- **Written task 1**
Quote the section of the article on tracking writing submissions between "Tracking Your Submissions" and "Spreadsheet (Excel version)", inclusive.

- **Quoted text**
>> START
Today we’re going to talk about the benefits of tracking your writing submissions and learn an easy way to do it so you can reap all the rewards. Our focus today will be on tracking article submissions but this system can be used for many forms of writing.
So, why might you want to track your writing submissions?
- See what’s working for you. Who’s accepting your work? What types of articles are selling? Which markets are paying best for what you do?
- Gauge your productivity. How many articles did you submit this month? Are you on target for your goals? Were your goals reasonable?
- Determine if follow up is needed. Is it past the time when you should have heard a response from that editor? Scanning your spreadsheet will tell you which contacts are due for follow up.
- Find your articles when you need them. Ever searched for a piece you’ve written and can’t remember where you put it? Those days are about to be a distant memory.
Tracking Your Submissions
To use this system you’ll want to create some folders on your computer. Start by creating a Submissions folder. Inside that folder add the following folders:
You’ll also include your tracking spreadsheet in the Submissions folder. You can download a pre-formatted one here:
Submissions Spreadsheet (Excel version)
Submissions Spreadsheet (Word version)
Submissions Spreadsheet (PDF version if you prefer to print it and track by hand.)
*Notice the spreadsheet is titled 0-Submission Tracking. Having the 0 in front keeps your spreadsheet at the top of your folder list.
>> END
- **Working data**
>> START
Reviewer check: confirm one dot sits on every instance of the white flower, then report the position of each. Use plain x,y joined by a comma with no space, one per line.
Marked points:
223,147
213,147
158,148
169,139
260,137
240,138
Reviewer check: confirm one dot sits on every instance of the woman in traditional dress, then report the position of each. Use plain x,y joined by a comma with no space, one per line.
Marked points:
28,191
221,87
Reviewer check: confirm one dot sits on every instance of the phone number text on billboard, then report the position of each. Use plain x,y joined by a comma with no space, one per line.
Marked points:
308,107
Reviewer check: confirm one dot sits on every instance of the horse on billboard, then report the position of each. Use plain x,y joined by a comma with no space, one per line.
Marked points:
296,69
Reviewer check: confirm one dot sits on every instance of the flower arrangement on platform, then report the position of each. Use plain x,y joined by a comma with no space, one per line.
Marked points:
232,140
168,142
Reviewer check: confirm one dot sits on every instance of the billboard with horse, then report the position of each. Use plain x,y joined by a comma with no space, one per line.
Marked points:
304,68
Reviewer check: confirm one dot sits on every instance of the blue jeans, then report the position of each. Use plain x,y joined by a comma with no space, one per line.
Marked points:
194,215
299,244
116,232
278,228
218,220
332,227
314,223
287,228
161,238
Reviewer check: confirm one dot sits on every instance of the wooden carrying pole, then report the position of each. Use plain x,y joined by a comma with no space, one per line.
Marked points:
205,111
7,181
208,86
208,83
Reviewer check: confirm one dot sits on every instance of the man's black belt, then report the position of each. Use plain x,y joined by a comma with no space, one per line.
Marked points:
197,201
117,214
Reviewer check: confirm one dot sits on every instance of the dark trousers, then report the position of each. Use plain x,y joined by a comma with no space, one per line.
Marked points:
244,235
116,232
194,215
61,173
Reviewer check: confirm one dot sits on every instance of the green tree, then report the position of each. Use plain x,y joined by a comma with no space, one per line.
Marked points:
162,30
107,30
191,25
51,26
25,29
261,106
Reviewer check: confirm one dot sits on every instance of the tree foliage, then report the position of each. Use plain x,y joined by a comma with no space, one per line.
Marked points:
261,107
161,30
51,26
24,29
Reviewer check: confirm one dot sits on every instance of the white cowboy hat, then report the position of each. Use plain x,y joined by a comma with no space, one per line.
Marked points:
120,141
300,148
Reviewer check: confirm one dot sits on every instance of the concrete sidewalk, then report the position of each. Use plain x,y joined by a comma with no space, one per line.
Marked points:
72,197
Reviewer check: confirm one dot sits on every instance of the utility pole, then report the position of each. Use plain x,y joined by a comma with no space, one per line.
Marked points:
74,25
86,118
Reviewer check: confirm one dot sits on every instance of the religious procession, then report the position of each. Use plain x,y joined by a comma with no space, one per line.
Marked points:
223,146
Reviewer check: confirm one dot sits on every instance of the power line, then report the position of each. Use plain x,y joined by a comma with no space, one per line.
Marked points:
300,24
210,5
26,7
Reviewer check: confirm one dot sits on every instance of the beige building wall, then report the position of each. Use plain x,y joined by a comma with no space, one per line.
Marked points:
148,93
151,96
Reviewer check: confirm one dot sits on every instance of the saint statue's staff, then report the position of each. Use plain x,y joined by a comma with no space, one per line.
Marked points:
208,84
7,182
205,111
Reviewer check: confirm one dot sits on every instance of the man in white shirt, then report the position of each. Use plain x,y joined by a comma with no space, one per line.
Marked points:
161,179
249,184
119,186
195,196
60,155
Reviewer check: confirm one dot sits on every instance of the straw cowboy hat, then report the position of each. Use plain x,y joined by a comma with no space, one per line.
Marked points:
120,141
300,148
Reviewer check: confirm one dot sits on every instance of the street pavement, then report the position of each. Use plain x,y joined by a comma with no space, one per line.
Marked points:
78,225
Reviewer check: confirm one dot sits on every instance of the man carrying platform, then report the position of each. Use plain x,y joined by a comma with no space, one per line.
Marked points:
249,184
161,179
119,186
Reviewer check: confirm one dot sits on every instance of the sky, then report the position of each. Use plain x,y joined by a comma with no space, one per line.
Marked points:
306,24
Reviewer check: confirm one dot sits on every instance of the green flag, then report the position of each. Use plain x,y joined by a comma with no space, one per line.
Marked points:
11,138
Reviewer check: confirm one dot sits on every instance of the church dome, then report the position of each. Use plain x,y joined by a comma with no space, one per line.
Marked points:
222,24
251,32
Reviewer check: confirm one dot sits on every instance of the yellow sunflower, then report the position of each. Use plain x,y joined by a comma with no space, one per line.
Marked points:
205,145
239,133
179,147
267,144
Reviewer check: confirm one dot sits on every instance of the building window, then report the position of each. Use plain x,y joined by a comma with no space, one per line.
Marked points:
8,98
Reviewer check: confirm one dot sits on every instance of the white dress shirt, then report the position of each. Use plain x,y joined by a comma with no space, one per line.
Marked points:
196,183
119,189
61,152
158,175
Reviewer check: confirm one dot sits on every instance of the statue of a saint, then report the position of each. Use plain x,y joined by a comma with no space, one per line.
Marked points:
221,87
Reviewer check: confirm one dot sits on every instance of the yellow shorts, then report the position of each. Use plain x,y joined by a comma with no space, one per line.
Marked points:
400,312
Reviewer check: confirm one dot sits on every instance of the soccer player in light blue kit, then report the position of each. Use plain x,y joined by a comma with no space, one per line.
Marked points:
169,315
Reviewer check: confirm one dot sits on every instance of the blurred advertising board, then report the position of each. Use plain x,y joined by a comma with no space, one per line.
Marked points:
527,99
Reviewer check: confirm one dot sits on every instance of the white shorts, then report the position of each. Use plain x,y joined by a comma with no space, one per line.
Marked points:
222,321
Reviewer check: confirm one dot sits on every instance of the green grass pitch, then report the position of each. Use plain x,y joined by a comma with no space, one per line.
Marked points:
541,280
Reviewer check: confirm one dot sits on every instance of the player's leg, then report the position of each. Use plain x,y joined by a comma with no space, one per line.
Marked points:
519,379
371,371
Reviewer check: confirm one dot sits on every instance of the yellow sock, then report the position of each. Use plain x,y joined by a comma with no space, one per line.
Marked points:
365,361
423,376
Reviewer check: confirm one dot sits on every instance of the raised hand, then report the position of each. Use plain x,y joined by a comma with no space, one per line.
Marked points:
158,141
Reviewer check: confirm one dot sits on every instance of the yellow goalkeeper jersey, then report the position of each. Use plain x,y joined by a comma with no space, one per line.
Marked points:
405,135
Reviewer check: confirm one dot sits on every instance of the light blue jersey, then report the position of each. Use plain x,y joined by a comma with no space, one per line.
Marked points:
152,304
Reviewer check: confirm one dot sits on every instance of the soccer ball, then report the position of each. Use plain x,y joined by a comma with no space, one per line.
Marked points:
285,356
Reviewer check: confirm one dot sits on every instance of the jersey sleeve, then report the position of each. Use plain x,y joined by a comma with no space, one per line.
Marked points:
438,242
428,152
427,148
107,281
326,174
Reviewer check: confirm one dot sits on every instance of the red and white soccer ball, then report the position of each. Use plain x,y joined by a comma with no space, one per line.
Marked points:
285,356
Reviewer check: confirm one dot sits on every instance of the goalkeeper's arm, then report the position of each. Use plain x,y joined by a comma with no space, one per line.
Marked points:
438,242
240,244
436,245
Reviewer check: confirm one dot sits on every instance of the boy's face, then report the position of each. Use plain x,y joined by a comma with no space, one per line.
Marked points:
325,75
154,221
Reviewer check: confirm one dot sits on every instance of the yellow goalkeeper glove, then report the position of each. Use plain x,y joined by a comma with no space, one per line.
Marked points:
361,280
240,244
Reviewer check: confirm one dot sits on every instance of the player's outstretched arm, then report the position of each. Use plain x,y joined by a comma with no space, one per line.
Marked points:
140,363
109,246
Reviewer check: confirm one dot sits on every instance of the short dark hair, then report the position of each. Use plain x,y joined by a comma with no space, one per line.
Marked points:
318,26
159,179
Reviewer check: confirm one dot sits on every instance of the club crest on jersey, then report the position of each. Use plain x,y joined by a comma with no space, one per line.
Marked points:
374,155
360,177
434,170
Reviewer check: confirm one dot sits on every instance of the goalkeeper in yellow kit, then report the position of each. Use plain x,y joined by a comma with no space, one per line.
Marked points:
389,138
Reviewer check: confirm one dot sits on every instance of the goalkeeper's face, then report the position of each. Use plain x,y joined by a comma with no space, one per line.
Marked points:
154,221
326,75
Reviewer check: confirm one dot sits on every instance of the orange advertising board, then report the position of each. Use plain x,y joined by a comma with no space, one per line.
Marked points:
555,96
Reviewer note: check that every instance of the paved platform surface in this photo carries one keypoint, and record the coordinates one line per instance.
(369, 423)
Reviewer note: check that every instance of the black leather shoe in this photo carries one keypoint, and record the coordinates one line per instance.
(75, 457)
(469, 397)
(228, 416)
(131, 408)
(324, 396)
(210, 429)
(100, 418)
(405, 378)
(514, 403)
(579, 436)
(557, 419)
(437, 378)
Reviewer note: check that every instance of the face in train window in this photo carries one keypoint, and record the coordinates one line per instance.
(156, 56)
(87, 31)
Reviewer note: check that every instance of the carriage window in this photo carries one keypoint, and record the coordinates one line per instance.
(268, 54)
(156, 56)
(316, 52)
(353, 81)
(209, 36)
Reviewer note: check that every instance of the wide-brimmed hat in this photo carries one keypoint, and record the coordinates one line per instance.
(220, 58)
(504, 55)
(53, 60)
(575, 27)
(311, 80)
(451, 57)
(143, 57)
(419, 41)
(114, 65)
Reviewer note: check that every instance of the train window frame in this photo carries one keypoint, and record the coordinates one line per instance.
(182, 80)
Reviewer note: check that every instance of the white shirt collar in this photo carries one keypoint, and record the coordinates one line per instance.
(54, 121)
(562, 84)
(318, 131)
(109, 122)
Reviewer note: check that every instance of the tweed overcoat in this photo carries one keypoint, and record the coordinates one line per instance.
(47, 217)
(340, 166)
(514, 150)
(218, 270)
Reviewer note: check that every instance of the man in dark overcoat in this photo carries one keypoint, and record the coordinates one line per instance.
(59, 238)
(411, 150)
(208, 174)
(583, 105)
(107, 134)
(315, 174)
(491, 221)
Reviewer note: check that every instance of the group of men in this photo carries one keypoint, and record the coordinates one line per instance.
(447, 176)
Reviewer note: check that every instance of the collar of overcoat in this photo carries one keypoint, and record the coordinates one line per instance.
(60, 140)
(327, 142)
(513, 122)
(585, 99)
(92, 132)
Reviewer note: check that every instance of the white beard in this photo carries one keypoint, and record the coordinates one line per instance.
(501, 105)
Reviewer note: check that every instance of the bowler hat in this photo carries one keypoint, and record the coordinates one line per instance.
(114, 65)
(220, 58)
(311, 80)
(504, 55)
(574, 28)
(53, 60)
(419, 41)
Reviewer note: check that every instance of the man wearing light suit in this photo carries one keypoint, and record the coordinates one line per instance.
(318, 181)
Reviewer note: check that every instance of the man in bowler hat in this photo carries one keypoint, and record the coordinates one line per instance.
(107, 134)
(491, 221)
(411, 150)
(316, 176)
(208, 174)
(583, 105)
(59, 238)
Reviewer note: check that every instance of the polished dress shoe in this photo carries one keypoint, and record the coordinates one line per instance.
>> END
- **Written task 2**
Turn the entries, from the line holding "Reviewer note: check that every instance of the bowler" through the last line of the entries inclusive, into a numbered list, leaving out blank lines.

- **Final result 1**
Tracking Your Submissions
To use this system you’ll want to create some folders on your computer. Start by creating a Submissions folder. Inside that folder add the following folders:
You’ll also include your tracking spreadsheet in the Submissions folder. You can download a pre-formatted one here:
Submissions Spreadsheet (Excel version)

- **Final result 2**
1. Reviewer note: check that every instance of the bowler hat in this photo carries one keypoint, and record the coordinates one line per instance.
2. (114, 65)
3. (220, 58)
4. (311, 80)
5. (504, 55)
6. (574, 28)
7. (53, 60)
8. (419, 41)
9. Reviewer note: check that every instance of the man wearing light suit in this photo carries one keypoint, and record the coordinates one line per instance.
10. (318, 181)
11. Reviewer note: check that every instance of the man in bowler hat in this photo carries one keypoint, and record the coordinates one line per instance.
12. (107, 134)
13. (491, 221)
14. (411, 150)
15. (316, 176)
16. (208, 174)
17. (583, 105)
18. (59, 238)
19. Reviewer note: check that every instance of the polished dress shoe in this photo carries one keypoint, and record the coordinates one line per instance.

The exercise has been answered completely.